* _Requirement 1_
According to the musket passage, how many times a minute was a well-trained British redcoat of the 1700s expected to complete the whole loading operation?
* _Requirement 2_
Summarize the musket passage in two sentences.

* _Selected text_
━━━━━━━━━━

Flintlock musket, the type of infantry firearm that predominated wars from the mid 1600s until the mid 1800s.

How a Musket was Loaded.

The flintlock musket is a ridiculously simple weapon to use. A child of ten could do it. The flintlock musket was loaded in the following manner:

1. Hammer to Half-Cock.

You pulled the hammer (containing the flint-stone which gives the weapon its name), to half-cock.

2. Open Frizzen.

The frizzen is the lid and steel plate which closes over the flash-pan. Opening the frizzen gave you access to the pan.

3. Prime.

You ‘primed’ or filled the flash-pan with powder.

4. Close Frizzen.

You closed the frizzen to stop the powder falling out.

5. Cast About.

You cast the musket about, that is, you swung it around so that the muzzle was nice and close to you. Having cast it about, you poured more powder down the muzzle, followed by the musket-ball and a scrunched up piece of paper, known as the wad. The wad was there to stop the musket-ball rolling out (remember, these guns are smoothbore. Things fall out just as easily as they go in).

6. Draw Ramrod.

You drew out the ramrod from the sling underneath your musket. You rammed the wadding, bullet and gunpowder right down to the back of the barrel, so that it was next to the flashpan and frizzen. You then removed the ramrod and replaced it under the musket.

7. Hammer to Full Cock.

You pulled the hammer to full cock. You were now ready to fire. At your own will, or on command, you lowered the musket, took aim, and fired. This seven-step loading process seems like a lot of work, but it could actually be done pretty quickly. In the 1700s, a well-trained British redcoat was expected to be able to do this entire operation four times in a minute, purely by feel. Usually the rate of fire was three shots a minute, but especially well-trained armies, such as the Russian and British Armies, could get off four, or even five shots a minute, which means doing that entire loading procedure in just twelve seconds.

Musket or Rifle?

While the rifle was more accurate, the musket remained the weapon of choice for infantry for several decades. In the opening years of the American Civil War, some soldiers still preferred muskets over rifles. Why?

1. Muskets are quicker to load.

A musket is a smoothbore weapon. This means that the inside of the gun-barrel is as smooth as the outside of the barrel. This means that when you shoot the gun, the ball doesn’t always come out straight. It bounces and zings and ricochets around inside the barrel due to the windage (gap between bullet & barrel), before spitting out the end and heading off into only God-knows-where. The fact that muskets were muzzle-loading weapons, however, meant that if they were smoothbore, bullets and other important components (like wadding and gunpowder), went down the barrel quicker. By comparison, a rifle, with its rifling (spirals carved into the inside of the barrel), was slower to load. The ball had a very snug fit inside a rifle-barrel, and this made the rifle slower to load. When a split second in battle can mean the difference between life and death, you don’t wanna be caught up loading your gun in an inopportune moment.

2. Muskets can be mass-produced.

━━━━━━━━━━

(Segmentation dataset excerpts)
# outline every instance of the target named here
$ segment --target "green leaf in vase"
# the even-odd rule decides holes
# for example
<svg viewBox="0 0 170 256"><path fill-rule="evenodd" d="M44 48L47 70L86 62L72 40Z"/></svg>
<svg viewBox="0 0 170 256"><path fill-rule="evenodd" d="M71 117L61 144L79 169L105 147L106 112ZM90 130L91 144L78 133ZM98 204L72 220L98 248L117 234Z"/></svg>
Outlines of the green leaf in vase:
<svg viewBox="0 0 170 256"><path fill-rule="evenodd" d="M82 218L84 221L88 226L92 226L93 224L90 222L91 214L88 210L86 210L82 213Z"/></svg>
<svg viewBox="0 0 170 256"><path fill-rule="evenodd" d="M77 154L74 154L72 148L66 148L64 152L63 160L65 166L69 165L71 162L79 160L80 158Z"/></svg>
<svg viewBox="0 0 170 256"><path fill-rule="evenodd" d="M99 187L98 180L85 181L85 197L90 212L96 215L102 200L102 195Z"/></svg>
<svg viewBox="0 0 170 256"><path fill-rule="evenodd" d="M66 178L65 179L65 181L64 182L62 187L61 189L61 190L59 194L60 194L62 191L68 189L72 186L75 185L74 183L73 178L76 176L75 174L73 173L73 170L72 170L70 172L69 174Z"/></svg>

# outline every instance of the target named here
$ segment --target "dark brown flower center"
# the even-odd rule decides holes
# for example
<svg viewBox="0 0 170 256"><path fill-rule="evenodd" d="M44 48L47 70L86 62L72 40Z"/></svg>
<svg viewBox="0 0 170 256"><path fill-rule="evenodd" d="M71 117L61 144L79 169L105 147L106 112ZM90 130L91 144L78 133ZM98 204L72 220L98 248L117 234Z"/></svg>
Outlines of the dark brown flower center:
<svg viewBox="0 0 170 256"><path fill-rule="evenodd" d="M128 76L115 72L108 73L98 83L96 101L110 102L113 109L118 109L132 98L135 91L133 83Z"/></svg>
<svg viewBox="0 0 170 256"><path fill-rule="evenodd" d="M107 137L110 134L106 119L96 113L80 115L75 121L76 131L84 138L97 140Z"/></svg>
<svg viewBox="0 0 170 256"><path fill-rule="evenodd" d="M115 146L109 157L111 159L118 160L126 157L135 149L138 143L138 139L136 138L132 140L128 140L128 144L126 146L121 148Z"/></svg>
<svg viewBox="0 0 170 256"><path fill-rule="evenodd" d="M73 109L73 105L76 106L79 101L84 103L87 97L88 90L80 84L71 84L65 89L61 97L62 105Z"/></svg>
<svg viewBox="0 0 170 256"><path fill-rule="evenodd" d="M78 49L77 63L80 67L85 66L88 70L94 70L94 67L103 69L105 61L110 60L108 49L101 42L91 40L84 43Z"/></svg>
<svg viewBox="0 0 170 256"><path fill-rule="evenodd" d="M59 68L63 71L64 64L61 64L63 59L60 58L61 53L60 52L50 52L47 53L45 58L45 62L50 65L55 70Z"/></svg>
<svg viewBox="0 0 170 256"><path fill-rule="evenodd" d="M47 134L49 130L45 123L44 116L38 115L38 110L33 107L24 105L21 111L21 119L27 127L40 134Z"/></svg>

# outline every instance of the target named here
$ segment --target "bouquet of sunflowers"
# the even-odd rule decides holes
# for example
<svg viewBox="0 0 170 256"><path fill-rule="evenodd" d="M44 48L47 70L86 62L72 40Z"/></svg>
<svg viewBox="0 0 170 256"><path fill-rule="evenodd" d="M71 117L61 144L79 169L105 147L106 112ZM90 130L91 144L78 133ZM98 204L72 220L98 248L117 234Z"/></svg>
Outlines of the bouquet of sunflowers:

━━━━━━━━━━

* _Full response 1_
Four times a minute, purely by feel.

* _Full response 2_
The flintlock musket, the main infantry firearm from the mid 1600s to the mid 1800s, was loaded in seven simple steps, from half-cocking the hammer and priming the flash-pan to ramming powder, ball and wad down the barrel and pulling the hammer to full cock; soldiers usually fired three shots a minute, and especially well-trained armies managed four or five. Although the rifle was more accurate, the musket remained the infantry's weapon of choice for several decades, partly because its smoothbore barrel made it quicker to load than a rifle.